**Goal a**
According to the hydrogel passage before the listing, why is the finding that stiff hydrogels swell under shear counterintuitive?

Remarkably, some hydrogels contain as much as 99% water by weight, yet still hold together as solids. This unusual combination of softness and solidity gives rise to what scientists call hyperelastic behavior—the ability to stretch or swell far beyond what ordinary materials can sustain without breaking. A familiar object—the rubber band—is hyperelastic too, but hydrogels can deform in even more dramatic ways, swelling orders of magnitude in volume as they soak up water until reaching an equilibrium size.

Recently, however, researchers found a surprising twist: even when hydrogels are already swollen to near their maximum water content, they can expand further if you try to shear them. In a Physical Review Letters study, Wang and Burton of Emory University showed that when stiff hydrogels (with moduli of 10–100 kilopascals) are sheared or slid under load, they drew in additional water and swelled beyond their typical equilibrium volume. That result is deeply counterintuitive. When you squeeze a kitchen sponge, water is forced out. But under shear—rather than compression— Wang and Burton’s hydrogels do the opposite, pulling water in and growing larger. Earlier studies had shown that softer, weakly cross-linked hydrogels and biopolymer networks typically contracted under shear, and theory even predicted that this behavior should be universal. The discovery that stiff gels do the reverse flips that understanding on its head.

Items stored from a collection:

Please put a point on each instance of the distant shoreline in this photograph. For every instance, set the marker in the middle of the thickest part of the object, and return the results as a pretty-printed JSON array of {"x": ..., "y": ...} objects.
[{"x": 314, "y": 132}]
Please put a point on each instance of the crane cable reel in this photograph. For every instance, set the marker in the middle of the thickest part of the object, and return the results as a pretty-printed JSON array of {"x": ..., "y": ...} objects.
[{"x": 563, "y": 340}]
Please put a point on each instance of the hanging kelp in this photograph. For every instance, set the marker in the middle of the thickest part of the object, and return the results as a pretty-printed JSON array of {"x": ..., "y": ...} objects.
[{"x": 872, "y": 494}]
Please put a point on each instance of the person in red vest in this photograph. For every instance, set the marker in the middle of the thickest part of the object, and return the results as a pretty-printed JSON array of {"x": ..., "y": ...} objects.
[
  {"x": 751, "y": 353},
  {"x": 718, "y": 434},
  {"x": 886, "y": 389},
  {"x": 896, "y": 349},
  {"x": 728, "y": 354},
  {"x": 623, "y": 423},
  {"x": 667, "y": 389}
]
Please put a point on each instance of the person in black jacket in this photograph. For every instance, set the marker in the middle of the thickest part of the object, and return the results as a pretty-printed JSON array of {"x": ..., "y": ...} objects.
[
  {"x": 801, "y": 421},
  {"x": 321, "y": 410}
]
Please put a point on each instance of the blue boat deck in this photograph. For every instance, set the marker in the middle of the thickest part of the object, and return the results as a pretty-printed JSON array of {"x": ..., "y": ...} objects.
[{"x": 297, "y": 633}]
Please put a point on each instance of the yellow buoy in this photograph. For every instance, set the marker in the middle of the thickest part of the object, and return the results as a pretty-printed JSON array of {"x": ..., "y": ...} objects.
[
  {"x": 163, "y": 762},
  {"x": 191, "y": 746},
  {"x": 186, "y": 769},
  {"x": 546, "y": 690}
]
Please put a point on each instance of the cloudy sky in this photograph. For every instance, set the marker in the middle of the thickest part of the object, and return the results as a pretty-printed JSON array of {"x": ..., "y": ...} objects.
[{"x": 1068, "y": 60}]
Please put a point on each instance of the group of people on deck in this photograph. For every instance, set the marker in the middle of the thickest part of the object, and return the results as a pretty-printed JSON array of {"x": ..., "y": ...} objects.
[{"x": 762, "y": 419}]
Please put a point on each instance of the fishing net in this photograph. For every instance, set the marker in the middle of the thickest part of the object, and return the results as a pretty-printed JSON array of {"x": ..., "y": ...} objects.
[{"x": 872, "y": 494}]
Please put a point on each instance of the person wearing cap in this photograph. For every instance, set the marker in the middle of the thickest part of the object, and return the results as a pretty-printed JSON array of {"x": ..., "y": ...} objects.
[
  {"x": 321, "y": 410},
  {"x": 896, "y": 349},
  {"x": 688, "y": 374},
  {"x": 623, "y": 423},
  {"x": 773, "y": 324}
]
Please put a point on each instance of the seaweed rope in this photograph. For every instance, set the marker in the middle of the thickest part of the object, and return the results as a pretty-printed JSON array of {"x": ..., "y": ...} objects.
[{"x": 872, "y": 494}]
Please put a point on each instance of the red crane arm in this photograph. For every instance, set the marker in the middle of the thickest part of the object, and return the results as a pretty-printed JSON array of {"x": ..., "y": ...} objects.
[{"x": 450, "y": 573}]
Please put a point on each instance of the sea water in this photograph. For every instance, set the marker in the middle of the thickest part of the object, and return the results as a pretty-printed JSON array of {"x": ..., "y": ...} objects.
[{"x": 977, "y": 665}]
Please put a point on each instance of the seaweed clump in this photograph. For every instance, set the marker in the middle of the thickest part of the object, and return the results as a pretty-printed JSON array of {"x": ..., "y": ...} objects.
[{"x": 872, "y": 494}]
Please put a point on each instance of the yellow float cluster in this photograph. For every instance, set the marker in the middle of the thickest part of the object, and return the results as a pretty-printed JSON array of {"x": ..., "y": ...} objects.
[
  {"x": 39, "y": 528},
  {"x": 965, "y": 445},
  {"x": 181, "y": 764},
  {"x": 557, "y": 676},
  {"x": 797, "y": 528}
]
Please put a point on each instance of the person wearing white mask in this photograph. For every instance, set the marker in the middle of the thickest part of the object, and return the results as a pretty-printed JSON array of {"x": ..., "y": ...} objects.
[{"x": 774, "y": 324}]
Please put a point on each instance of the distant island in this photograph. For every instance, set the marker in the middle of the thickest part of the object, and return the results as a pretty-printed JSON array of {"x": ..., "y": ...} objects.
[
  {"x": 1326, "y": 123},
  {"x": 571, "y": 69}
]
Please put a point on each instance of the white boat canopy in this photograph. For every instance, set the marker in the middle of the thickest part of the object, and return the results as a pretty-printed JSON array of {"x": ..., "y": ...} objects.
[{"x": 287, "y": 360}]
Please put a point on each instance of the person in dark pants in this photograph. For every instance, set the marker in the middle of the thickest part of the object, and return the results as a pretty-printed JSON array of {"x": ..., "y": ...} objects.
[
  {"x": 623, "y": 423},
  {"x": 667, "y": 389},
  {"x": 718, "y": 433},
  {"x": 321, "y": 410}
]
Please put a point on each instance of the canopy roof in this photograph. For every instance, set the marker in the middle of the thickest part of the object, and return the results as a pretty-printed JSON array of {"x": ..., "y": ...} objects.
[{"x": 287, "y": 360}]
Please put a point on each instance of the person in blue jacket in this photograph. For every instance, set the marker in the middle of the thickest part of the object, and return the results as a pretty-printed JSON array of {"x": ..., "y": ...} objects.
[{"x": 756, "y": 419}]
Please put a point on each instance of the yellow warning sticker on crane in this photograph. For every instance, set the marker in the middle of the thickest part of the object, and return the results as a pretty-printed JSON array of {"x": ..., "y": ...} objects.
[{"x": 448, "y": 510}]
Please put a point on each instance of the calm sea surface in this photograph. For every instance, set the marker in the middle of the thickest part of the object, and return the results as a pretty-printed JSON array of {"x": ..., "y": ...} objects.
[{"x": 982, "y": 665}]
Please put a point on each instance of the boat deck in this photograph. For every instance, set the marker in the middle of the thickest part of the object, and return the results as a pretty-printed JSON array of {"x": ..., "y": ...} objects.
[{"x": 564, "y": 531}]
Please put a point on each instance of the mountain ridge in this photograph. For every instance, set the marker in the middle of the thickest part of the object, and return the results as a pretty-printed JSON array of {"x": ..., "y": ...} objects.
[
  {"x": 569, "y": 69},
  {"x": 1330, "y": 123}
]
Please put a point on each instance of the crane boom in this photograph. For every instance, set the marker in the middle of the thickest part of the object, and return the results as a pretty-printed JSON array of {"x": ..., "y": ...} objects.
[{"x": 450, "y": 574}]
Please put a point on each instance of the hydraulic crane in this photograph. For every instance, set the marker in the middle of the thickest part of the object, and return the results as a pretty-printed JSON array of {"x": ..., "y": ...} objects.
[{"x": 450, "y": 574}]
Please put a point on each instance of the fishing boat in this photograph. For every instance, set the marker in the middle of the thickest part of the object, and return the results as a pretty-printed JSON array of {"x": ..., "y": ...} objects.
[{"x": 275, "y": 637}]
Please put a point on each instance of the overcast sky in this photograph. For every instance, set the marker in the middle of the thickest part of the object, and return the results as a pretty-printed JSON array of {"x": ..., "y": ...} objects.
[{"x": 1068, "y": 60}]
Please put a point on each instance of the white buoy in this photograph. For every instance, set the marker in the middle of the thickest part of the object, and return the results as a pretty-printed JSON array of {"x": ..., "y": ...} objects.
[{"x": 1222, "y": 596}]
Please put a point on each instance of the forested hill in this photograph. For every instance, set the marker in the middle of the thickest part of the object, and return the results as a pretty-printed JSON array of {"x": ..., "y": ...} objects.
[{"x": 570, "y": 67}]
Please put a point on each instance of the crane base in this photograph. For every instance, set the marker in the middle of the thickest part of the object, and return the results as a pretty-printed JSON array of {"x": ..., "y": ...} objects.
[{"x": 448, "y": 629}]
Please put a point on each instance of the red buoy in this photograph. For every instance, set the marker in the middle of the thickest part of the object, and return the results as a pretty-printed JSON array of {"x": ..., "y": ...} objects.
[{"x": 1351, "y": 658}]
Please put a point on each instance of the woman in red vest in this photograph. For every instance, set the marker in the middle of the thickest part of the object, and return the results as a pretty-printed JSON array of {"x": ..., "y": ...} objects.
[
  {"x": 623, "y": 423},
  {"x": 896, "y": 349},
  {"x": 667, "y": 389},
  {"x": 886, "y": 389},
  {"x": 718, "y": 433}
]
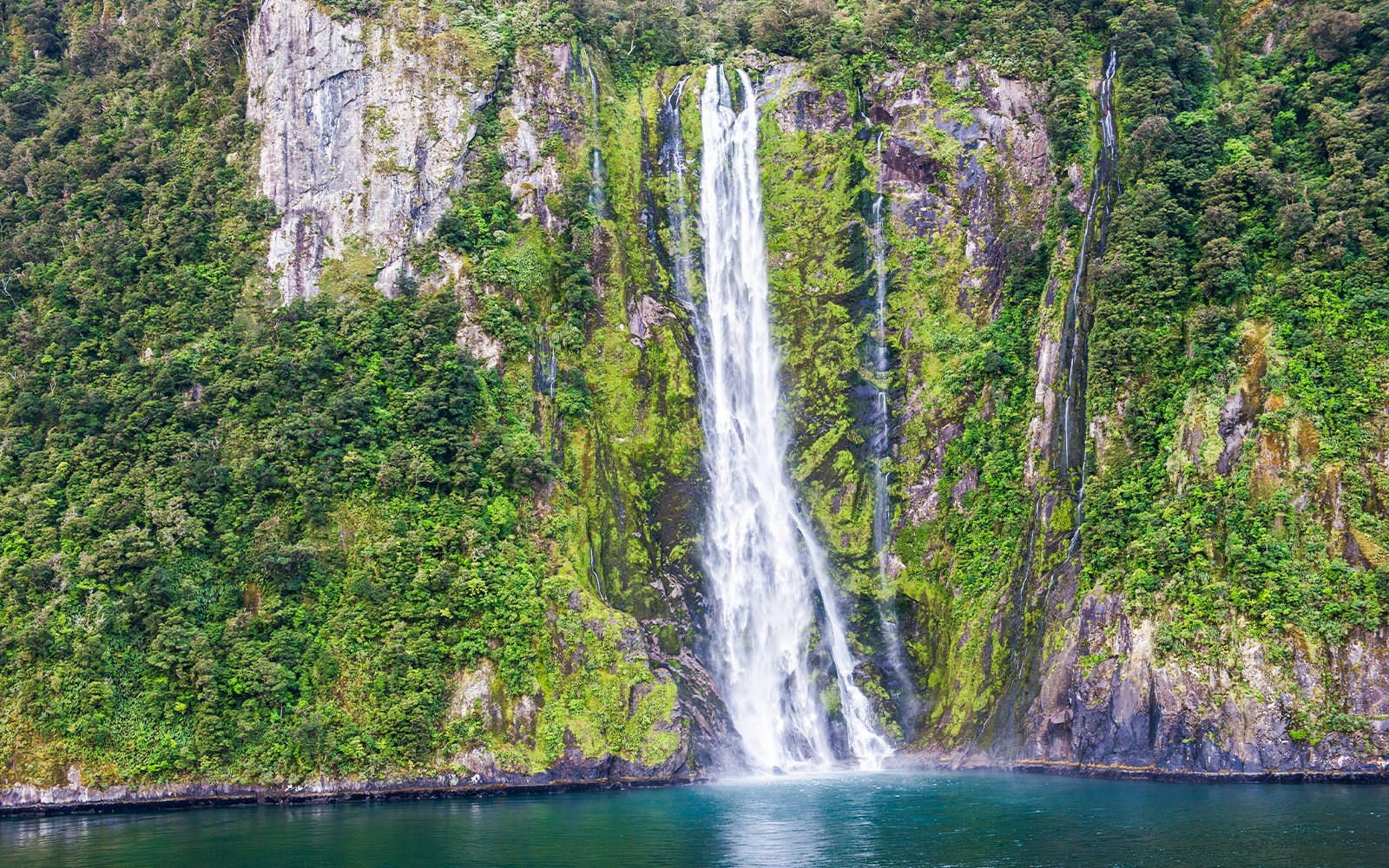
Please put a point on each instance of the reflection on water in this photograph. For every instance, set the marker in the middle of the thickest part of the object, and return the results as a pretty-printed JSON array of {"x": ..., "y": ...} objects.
[{"x": 881, "y": 819}]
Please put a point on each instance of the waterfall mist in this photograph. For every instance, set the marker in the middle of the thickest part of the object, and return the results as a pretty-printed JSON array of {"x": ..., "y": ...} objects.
[{"x": 766, "y": 571}]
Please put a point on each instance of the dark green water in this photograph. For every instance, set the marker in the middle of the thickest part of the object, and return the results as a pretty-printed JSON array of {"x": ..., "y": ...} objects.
[{"x": 846, "y": 819}]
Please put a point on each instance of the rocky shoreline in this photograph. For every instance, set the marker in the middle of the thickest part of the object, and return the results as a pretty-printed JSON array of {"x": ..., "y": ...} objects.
[
  {"x": 958, "y": 761},
  {"x": 45, "y": 802},
  {"x": 76, "y": 799}
]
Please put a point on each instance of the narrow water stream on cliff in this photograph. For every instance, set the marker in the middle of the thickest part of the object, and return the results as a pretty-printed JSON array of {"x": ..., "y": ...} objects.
[
  {"x": 879, "y": 446},
  {"x": 1076, "y": 330},
  {"x": 768, "y": 582},
  {"x": 886, "y": 819}
]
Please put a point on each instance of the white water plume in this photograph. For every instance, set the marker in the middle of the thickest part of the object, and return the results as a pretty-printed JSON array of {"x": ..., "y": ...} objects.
[{"x": 764, "y": 567}]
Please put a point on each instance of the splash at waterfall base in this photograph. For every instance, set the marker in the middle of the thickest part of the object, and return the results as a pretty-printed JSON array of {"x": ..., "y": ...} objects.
[{"x": 763, "y": 566}]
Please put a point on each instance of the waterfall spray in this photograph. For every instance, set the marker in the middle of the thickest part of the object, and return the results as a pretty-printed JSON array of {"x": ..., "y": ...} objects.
[
  {"x": 881, "y": 448},
  {"x": 764, "y": 567},
  {"x": 1076, "y": 326}
]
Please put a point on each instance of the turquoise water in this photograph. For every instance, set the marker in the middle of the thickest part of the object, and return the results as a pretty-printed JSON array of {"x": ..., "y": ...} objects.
[{"x": 846, "y": 819}]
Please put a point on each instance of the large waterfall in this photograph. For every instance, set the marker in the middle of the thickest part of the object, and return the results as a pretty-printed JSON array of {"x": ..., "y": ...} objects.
[{"x": 766, "y": 571}]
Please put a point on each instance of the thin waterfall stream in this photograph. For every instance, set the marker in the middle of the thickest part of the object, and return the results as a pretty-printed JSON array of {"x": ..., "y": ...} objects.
[
  {"x": 764, "y": 569},
  {"x": 1076, "y": 328},
  {"x": 881, "y": 449}
]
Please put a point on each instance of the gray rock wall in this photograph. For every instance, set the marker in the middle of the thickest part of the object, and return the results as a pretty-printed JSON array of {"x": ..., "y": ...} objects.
[{"x": 365, "y": 127}]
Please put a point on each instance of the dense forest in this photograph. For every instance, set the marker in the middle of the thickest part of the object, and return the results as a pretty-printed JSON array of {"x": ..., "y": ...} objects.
[{"x": 243, "y": 539}]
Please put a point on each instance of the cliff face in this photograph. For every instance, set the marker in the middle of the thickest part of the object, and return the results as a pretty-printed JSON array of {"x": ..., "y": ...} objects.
[
  {"x": 442, "y": 523},
  {"x": 1024, "y": 664},
  {"x": 365, "y": 129}
]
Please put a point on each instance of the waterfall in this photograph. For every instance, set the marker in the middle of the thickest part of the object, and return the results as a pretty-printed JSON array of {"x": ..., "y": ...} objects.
[
  {"x": 1076, "y": 326},
  {"x": 881, "y": 450},
  {"x": 597, "y": 171},
  {"x": 673, "y": 163},
  {"x": 763, "y": 564}
]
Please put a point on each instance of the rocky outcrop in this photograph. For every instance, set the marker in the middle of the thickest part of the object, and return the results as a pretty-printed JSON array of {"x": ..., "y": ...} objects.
[
  {"x": 573, "y": 773},
  {"x": 1110, "y": 699},
  {"x": 365, "y": 128},
  {"x": 549, "y": 115}
]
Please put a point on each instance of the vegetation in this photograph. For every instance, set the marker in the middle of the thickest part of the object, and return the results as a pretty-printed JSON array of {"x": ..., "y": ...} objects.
[{"x": 260, "y": 543}]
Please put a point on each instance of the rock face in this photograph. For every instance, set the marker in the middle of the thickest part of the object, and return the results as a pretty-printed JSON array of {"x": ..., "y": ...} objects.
[
  {"x": 1109, "y": 699},
  {"x": 546, "y": 104},
  {"x": 365, "y": 127}
]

**Goal b**
Find each line of the listing above that contains the word "jacket".

**Full response a**
Squeezing a kitchen sponge forces water out, yet these stiff hydrogels under shear pull water in and grow larger. Earlier studies had also shown that softer, weakly cross-linked hydrogels and biopolymer networks typically contracted under shear, and theory predicted that behavior should be universal.

**Full response b**
Please put a point on each instance of the person in black jacket in this photograph. For every instance, set the marker in the middle of the thickest part of the object, and return the results as a pretty-printed JSON array of {"x": ..., "y": ...} objects.
Please put a point on each instance of the person in blue jacket in this photograph. For every instance, set the marker in the middle of the thickest part of the object, and return the results as a pretty-printed JSON array of {"x": ..., "y": ...} objects.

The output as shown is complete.